> _Your goal_
Transcribe the data underneath exactly, keeping every word in place.

> _Extracted records_
►
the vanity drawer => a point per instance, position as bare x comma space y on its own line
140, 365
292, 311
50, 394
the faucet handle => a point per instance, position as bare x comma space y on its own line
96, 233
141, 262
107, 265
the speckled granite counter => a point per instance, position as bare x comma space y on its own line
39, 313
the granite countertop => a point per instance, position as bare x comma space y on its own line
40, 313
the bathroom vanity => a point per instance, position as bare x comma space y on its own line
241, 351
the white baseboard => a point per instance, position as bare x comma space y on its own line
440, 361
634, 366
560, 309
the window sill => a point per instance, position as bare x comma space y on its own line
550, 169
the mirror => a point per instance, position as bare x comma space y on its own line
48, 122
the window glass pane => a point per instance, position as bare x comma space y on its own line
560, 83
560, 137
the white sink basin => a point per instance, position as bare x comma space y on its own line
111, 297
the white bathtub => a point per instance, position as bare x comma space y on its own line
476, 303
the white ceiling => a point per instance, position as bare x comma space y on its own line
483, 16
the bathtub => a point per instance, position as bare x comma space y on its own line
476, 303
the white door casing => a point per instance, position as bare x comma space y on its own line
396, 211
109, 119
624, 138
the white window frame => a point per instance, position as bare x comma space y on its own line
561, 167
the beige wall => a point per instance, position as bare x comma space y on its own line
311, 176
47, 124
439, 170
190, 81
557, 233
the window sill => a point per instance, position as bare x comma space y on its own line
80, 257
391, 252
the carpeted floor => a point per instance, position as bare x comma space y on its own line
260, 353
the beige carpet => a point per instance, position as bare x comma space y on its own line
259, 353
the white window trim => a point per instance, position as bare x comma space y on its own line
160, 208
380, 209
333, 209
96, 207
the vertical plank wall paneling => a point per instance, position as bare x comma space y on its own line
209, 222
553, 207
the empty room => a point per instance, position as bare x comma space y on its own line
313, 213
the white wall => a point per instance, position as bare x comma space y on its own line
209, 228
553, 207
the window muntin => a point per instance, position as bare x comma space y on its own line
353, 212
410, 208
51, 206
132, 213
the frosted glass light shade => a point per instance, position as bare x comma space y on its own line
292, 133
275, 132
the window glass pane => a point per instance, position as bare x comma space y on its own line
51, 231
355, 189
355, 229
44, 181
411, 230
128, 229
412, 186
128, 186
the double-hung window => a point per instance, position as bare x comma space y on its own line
◄
> _Your solution_
the vanity drawer => a point per instance, position as bare x comma space y on its own line
140, 365
292, 311
50, 394
the faucet handle => a point per instance, position as bare x comma space y on its own line
96, 233
141, 262
107, 265
the speckled granite counter => a point per instance, position as bare x comma space y on its own line
39, 313
the granite countertop => a point per instance, position as bare x comma space y on its own line
40, 313
the bathroom vanity => a point per instance, position as bare x comma space y on its own line
241, 351
the white baseboard => a point per instance, position as bare x comma space y on its own line
440, 361
634, 366
560, 309
the window sill => a point per instance, position as bare x comma space y on its own line
550, 169
the mirror => a point per instance, position as bare x comma space y on its own line
48, 122
the window glass pane => a point per instance, position as bare x comma space y on its own line
560, 83
560, 137
the white sink basin => a point per instance, position as bare x comma space y on its own line
111, 297
the white bathtub => a point per instance, position as bare x comma space y on its own line
476, 303
the white ceiling => a point per instance, position as bare x comma space y on its own line
483, 16
the bathtub => a point per instance, position as bare x comma space y on its own line
476, 303
the white door casing => a point per instance, position as bare x comma space y on its own line
396, 211
109, 119
624, 138
the white window frame => a point per instance, position as bare x comma space y on its own line
561, 167
the beige wall => a point per instance, position as bare x comma space y on its own line
311, 176
47, 124
439, 170
190, 81
557, 233
the window sill => a point per instance, position as bare x comma space y on its own line
80, 257
391, 252
the carpeted floor => a point per instance, position as bare x comma space y on its own line
260, 353
the beige carpet => a point per instance, position as bare x comma space y on its own line
259, 353
the white window trim => a point per instance, position as bare x comma space y on its own line
160, 208
380, 209
333, 209
96, 207
the vertical plank wall paneling => a point per instance, position as bare x comma space y on its own line
209, 222
553, 207
the empty room => a point per instance, position as bare x comma space y on its own line
313, 213
the white wall => a point per instance, position as bare x comma space y on its own line
209, 228
553, 207
the window muntin => a point per instance, position as bare x comma space y on its own line
353, 212
410, 208
51, 206
132, 213
the frosted glass light shade => a point per instance, position as bare x comma space y on its own line
292, 133
275, 132
the window glass pane => a point per instance, position as bare x comma space y on its own line
51, 231
355, 189
355, 229
44, 181
411, 230
128, 229
412, 186
128, 186
the double-hung window => a point per instance, position as bare x comma space y on its own line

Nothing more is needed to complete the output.